• 引用原文:
Linux内核源代码情景分析-mmap后,文件与虚拟区间建立映射

一、文件映射的页面换入

在mmap后,mmap参考Linux内核源代码情景分析-系统调用mmap(),当这个区间的一个页面首次受到访问时,会由于见面无映射而发生缺页异常,相应的异常处理程序do_no_page()。

static inline int handle_pte_fault(struct mm_struct *mm,
	struct vm_area_struct * vma, unsigned long address,
	int write_access, pte_t * pte)
{
	pte_t entry;

	/*
	 * We need the page table lock to synchronize with kswapd
	 * and the SMP-safe atomic PTE updates.
	 */
	spin_lock(&mm->page_table_lock);
	entry = *pte;
	if (!pte_present(entry)) {
		/*
		 * If it truly wasn‘t present, we know that kswapd
		 * and the PTE updates will not touch it later. So
		 * drop the lock.
		 */
		spin_unlock(&mm->page_table_lock);
		if (pte_none(entry))
			return do_no_page(mm, vma, address, write_access, pte);
		return do_swap_page(mm, vma, address, pte, pte_to_swp_entry(entry), write_access);
	}

	if (write_access) {
		if (!pte_write(entry))
			return do_wp_page(mm, vma, address, pte, entry);

		entry = pte_mkdirty(entry);
	}
	entry = pte_mkyoung(entry);
	establish_pte(vma, address, pte, entry);
	spin_unlock(&mm->page_table_lock);
	return 1;
}

由于pte_none(entry)为true,所以执行do_no_page,代码如下:

static int do_no_page(struct mm_struct * mm, struct vm_area_struct * vma,
	unsigned long address, int write_access, pte_t *page_table)
{
	struct page * new_page;
	pte_t entry;

	if (!vma->vm_ops || !vma->vm_ops->nopage)

框标注数据行:

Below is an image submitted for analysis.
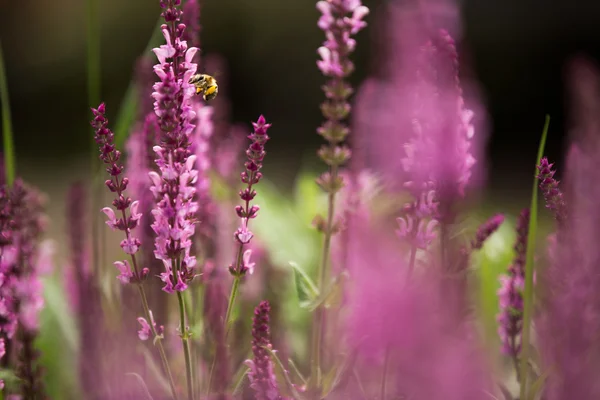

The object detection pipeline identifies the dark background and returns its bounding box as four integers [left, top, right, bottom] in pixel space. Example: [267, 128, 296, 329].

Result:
[0, 0, 600, 195]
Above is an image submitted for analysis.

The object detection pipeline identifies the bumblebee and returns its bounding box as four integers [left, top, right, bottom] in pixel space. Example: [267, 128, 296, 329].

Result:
[189, 74, 219, 101]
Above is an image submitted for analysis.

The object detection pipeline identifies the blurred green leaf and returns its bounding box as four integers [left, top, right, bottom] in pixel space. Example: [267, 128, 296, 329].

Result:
[0, 39, 15, 185]
[113, 17, 163, 148]
[263, 346, 303, 400]
[290, 262, 319, 308]
[125, 372, 154, 400]
[473, 218, 516, 349]
[36, 275, 81, 399]
[519, 115, 550, 399]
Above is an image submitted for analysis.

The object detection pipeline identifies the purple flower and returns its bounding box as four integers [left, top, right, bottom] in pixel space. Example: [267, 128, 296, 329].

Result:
[317, 0, 369, 181]
[535, 60, 600, 400]
[229, 115, 271, 276]
[91, 103, 148, 283]
[497, 209, 529, 359]
[149, 4, 198, 293]
[138, 311, 164, 340]
[471, 214, 504, 250]
[537, 157, 566, 223]
[246, 301, 283, 400]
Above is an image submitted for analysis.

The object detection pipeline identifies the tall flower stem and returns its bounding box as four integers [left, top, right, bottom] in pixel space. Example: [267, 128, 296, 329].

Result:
[177, 292, 194, 400]
[137, 282, 179, 400]
[310, 175, 337, 387]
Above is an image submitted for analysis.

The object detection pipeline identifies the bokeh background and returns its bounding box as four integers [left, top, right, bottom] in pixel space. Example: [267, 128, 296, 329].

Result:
[0, 0, 600, 195]
[0, 0, 600, 396]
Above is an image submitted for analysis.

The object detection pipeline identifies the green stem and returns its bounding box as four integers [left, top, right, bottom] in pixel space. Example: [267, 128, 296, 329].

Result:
[138, 284, 179, 400]
[177, 291, 194, 400]
[519, 116, 550, 400]
[310, 166, 338, 388]
[0, 39, 15, 186]
[206, 274, 243, 396]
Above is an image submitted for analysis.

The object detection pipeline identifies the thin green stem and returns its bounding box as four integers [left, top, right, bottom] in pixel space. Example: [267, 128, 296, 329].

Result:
[206, 268, 243, 396]
[379, 347, 390, 400]
[138, 284, 179, 400]
[177, 291, 194, 400]
[519, 116, 550, 400]
[86, 0, 104, 278]
[0, 39, 15, 186]
[310, 166, 338, 388]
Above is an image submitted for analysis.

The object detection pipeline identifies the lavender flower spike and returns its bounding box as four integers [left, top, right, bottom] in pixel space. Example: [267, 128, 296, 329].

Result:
[317, 0, 369, 175]
[471, 214, 504, 250]
[149, 0, 198, 293]
[91, 103, 148, 283]
[498, 209, 529, 360]
[229, 115, 271, 277]
[537, 157, 567, 223]
[246, 301, 283, 400]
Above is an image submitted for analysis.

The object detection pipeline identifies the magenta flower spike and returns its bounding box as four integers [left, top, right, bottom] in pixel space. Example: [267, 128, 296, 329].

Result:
[537, 157, 566, 224]
[229, 115, 271, 277]
[149, 0, 198, 293]
[497, 209, 529, 360]
[471, 214, 504, 250]
[246, 301, 284, 400]
[91, 103, 148, 283]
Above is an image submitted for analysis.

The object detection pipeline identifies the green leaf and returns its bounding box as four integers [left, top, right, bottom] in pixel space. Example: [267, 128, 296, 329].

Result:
[306, 272, 348, 312]
[519, 115, 550, 399]
[0, 39, 15, 185]
[290, 262, 319, 308]
[263, 346, 303, 400]
[529, 369, 550, 400]
[232, 367, 250, 397]
[288, 358, 307, 387]
[113, 17, 163, 148]
[125, 372, 154, 400]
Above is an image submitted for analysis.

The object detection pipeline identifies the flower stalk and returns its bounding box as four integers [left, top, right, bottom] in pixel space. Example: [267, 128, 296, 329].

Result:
[311, 0, 369, 388]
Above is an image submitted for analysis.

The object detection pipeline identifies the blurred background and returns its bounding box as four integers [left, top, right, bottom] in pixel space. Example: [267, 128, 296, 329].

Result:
[0, 0, 600, 222]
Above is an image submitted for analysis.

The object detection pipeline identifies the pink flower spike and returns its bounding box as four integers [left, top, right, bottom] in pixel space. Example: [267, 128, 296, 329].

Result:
[114, 260, 133, 284]
[242, 249, 255, 275]
[102, 207, 118, 231]
[138, 317, 151, 340]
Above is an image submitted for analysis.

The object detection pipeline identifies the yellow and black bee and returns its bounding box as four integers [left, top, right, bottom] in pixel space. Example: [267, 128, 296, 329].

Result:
[189, 74, 219, 101]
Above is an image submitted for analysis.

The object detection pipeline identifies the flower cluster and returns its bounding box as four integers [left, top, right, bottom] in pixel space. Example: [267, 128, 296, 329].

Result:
[317, 0, 369, 193]
[149, 0, 198, 293]
[246, 301, 283, 400]
[471, 214, 504, 250]
[537, 157, 567, 223]
[91, 103, 148, 283]
[398, 31, 475, 256]
[229, 115, 271, 276]
[138, 311, 165, 340]
[0, 179, 52, 398]
[498, 209, 529, 358]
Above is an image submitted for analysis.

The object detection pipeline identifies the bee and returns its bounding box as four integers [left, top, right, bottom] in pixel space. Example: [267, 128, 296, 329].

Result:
[189, 74, 219, 101]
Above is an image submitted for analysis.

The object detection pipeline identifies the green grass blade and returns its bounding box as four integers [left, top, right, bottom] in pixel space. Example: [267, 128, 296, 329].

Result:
[0, 39, 15, 185]
[114, 17, 163, 148]
[519, 115, 550, 399]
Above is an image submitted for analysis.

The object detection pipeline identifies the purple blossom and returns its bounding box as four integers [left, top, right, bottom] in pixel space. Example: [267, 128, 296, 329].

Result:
[138, 311, 164, 340]
[229, 115, 271, 276]
[498, 209, 529, 360]
[537, 157, 566, 223]
[246, 301, 283, 400]
[149, 0, 198, 293]
[317, 0, 369, 194]
[91, 103, 148, 283]
[535, 60, 600, 400]
[471, 214, 504, 250]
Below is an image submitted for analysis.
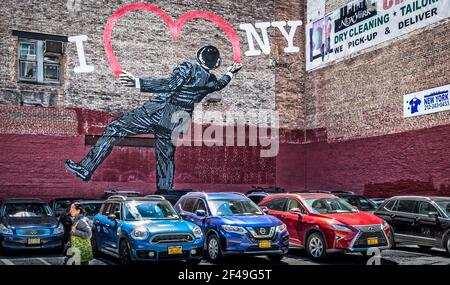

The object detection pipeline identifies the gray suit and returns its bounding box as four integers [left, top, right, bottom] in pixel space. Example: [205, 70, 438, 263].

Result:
[80, 61, 231, 191]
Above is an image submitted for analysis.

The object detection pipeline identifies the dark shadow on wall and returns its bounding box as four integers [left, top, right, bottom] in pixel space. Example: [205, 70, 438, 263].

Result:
[364, 178, 450, 198]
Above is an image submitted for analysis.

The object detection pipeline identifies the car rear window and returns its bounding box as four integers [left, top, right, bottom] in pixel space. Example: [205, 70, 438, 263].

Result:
[397, 200, 416, 213]
[262, 198, 287, 212]
[3, 203, 53, 218]
[384, 200, 397, 211]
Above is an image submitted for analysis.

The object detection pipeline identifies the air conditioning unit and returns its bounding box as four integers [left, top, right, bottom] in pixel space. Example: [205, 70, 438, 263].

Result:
[44, 40, 64, 54]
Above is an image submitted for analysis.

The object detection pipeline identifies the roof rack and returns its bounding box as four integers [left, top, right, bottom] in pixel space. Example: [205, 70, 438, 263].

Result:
[144, 195, 166, 200]
[107, 195, 127, 201]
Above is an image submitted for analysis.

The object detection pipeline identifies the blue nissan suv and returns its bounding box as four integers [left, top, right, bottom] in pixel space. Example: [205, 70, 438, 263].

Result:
[175, 192, 289, 263]
[92, 195, 204, 265]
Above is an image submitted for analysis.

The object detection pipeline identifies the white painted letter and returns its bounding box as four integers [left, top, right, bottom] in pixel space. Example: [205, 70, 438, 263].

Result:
[240, 22, 270, 56]
[272, 21, 303, 53]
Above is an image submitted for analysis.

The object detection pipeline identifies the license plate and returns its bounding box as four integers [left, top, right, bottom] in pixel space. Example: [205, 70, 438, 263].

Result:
[167, 246, 183, 255]
[28, 238, 41, 244]
[259, 241, 272, 248]
[367, 238, 378, 245]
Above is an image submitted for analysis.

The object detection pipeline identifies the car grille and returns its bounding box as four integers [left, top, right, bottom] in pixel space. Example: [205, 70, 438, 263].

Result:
[16, 229, 51, 236]
[158, 250, 189, 259]
[247, 244, 280, 251]
[150, 233, 194, 243]
[353, 225, 388, 248]
[247, 227, 275, 239]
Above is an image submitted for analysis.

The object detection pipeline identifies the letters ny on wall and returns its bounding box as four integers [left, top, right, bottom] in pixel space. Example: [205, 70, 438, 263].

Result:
[306, 0, 450, 71]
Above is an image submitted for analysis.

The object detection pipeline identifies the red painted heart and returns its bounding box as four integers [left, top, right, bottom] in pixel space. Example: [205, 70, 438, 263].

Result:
[103, 3, 241, 77]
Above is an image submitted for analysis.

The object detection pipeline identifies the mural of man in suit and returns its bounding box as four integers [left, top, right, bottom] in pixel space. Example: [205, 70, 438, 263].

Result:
[65, 46, 242, 191]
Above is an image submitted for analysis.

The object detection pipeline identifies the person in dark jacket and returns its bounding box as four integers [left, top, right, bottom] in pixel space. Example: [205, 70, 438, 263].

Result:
[65, 46, 242, 192]
[64, 202, 93, 265]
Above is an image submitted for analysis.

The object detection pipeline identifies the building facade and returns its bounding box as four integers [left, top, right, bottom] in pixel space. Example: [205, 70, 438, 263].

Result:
[0, 0, 450, 199]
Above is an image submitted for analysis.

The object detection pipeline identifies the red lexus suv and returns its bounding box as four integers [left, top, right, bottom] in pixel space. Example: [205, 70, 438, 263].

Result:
[259, 193, 392, 260]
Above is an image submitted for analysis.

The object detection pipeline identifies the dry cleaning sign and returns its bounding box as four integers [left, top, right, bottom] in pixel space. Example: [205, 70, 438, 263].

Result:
[306, 0, 450, 70]
[403, 85, 450, 118]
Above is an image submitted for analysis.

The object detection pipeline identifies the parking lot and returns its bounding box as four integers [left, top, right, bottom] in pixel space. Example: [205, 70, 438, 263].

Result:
[0, 246, 450, 265]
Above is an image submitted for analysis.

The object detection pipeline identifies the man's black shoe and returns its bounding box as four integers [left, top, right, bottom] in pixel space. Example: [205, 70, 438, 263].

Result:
[64, 160, 92, 182]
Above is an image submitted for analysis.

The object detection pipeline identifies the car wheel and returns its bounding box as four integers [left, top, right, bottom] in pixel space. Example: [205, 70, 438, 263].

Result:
[186, 259, 202, 266]
[119, 239, 133, 266]
[445, 235, 450, 254]
[306, 233, 327, 260]
[206, 234, 222, 263]
[267, 254, 284, 262]
[91, 234, 100, 257]
[419, 245, 433, 251]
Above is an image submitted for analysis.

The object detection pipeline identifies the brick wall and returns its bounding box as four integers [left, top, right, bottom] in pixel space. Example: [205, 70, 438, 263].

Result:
[305, 0, 450, 141]
[0, 0, 284, 124]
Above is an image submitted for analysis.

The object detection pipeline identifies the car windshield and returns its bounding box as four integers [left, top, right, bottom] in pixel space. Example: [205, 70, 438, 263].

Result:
[3, 203, 53, 218]
[125, 201, 180, 221]
[53, 200, 72, 212]
[436, 200, 450, 217]
[81, 203, 102, 217]
[340, 196, 376, 211]
[305, 198, 358, 214]
[209, 199, 264, 216]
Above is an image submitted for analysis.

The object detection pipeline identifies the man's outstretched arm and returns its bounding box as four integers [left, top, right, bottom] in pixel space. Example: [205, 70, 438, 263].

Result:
[207, 63, 242, 92]
[120, 61, 192, 93]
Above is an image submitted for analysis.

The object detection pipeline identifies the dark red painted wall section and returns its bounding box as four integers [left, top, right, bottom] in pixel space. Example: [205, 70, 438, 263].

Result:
[0, 107, 450, 200]
[0, 107, 276, 200]
[277, 125, 450, 197]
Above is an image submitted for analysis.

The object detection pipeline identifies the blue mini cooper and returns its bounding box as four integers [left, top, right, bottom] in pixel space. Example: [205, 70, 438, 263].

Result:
[92, 196, 204, 265]
[175, 192, 289, 263]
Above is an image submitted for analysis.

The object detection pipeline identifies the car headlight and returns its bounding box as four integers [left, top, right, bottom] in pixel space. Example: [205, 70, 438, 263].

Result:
[0, 224, 13, 235]
[222, 225, 247, 234]
[192, 226, 203, 238]
[330, 224, 352, 232]
[53, 224, 64, 235]
[277, 224, 286, 233]
[131, 228, 148, 240]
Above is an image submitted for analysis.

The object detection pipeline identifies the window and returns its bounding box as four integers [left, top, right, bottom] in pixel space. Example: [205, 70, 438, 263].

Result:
[416, 201, 439, 215]
[109, 203, 121, 220]
[262, 198, 287, 212]
[436, 201, 450, 217]
[100, 203, 111, 216]
[384, 200, 397, 211]
[397, 200, 416, 213]
[182, 198, 197, 213]
[195, 199, 208, 212]
[286, 199, 307, 214]
[18, 39, 62, 84]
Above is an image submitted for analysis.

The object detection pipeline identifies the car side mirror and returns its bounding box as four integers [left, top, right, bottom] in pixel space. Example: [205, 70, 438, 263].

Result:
[259, 206, 269, 215]
[289, 208, 303, 221]
[428, 212, 439, 220]
[195, 207, 206, 217]
[108, 214, 117, 221]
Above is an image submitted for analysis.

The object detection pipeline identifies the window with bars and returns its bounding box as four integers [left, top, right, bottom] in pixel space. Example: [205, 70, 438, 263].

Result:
[18, 38, 62, 84]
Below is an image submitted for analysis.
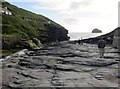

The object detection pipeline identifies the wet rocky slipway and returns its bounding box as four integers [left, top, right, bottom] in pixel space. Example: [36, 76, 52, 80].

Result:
[2, 41, 120, 89]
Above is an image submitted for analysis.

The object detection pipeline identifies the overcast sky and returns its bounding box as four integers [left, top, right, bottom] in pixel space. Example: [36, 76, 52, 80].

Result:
[6, 0, 119, 33]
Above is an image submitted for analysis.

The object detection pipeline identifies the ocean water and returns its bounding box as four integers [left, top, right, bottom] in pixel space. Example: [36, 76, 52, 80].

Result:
[68, 32, 105, 40]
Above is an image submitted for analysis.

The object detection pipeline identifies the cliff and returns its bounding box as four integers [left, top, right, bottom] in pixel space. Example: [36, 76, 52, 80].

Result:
[83, 27, 119, 45]
[92, 28, 102, 33]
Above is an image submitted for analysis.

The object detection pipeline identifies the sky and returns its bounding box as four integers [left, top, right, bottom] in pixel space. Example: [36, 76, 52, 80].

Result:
[6, 0, 119, 33]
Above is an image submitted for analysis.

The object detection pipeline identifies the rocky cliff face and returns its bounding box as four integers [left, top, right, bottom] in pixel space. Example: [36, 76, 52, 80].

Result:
[83, 28, 117, 45]
[2, 2, 69, 49]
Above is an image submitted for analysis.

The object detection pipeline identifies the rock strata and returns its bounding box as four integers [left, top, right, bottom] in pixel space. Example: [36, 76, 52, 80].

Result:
[2, 42, 119, 89]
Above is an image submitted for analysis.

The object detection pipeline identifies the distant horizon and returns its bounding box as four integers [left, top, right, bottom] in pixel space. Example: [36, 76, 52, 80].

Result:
[6, 0, 119, 33]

• 任务列表:
**A.** 从记录中提取所有包含字符串“leaf”的行,匹配时区分大小写。
**B.** 接着关于 mmap 后文件映射缺页处理的原文末尾往下续写。

• 逐项结果:
**A.**
The object detection pipeline identifies the blurred green leaf and returns its bounding box as four integers [left, top, right, bottom] in pixel space. Example: [267, 128, 296, 329].
The object detection pipeline identifies the green leaf and returns its bounding box as four integers [left, top, right, bottom] in pixel space. Example: [267, 128, 296, 329].

**B.**
		return do_anonymous_page(mm, vma, page_table, write_access, address);

	/*
	 * The third argument is "no_share", which tells the low-level code
	 * to copy, not share the page even if sharing is possible.  It‘s
	 * essentially an early COW detection.
	 */
	new_page = vma->vm_ops->nopage(vma, address & PAGE_MASK, (vma->vm_flags & VM_SHARED)?0:write_access);//指向了filemap_nopage
	if (new_page == NULL)	/* no page was available -- SIGBUS */
		return 0;
	if (new_page == NOPAGE_OOM)
		return -1;
	++mm->rss;
	/*
	 * This silly early PAGE_DIRTY setting removes a race
	 * due to the bad i386 page protection. But it‘s valid
	 * for other architectures too.
	 *
	 * Note that if write_access is true, we either now have
	 * an exclusive copy of the page, or this is a shared mapping,
	 * so we can make it writable and dirty to avoid having to
	 * handle that later.
	 */
	flush_page_to_ram(new_page);
	flush_icache_page(vma, new_page);
	entry = mk_pte(new_page, vma->vm_page_prot);
	if (write_access) {
		entry = pte_mkwrite(pte_mkdirty(entry));
	} else if (page_count(new_page) > 1 &&
		   !(vma->vm_flags & VM_SHARED))
		entry = pte_wrprotect(entry);
	set_pte(page_table, entry);//建立映射
	/* no need to invalidate: a not-present page shouldn‘t be cached */
	update_mmu_cache(vma, address, entry);
	return 2;	/* Major fault */
}

filemap_nopage,分配一个空闲内存页面并从文件读入相应的页面。

struct page * filemap_nopage(struct vm_area_struct * area,
	unsigned long address, int no_share)
{
	int error;
	struct file *file = area->vm_file;
	struct inode *inode = file->f_dentry->d_inode;
	struct address_space *mapping = inode->i_mapping;//mapping来源于inode->i_mapping
	struct page *page, **hash, *old_page;
	unsigned long size, pgoff;

	pgoff = ((address - area->vm_start) >> PAGE_CACHE_SHIFT) + area->vm_pgoff;

retry_all:
	/*
	 * An external ptracer can access pages that normally aren‘t
	 * accessible..
	 */
	size = (inode->i_size + PAGE_CACHE_SIZE - 1) >> PAGE_CACHE_SHIFT;
	if ((pgoff >= size) && (area->vm_mm == current->mm))
		return NULL;

	/*
	 * Do we have something in the page cache already?
	 */
	hash = page_hash(mapping, pgoff);
retry_find:
	page = __find_get_page(mapping, pgoff, hash);//现在还没有找到
	if (!page)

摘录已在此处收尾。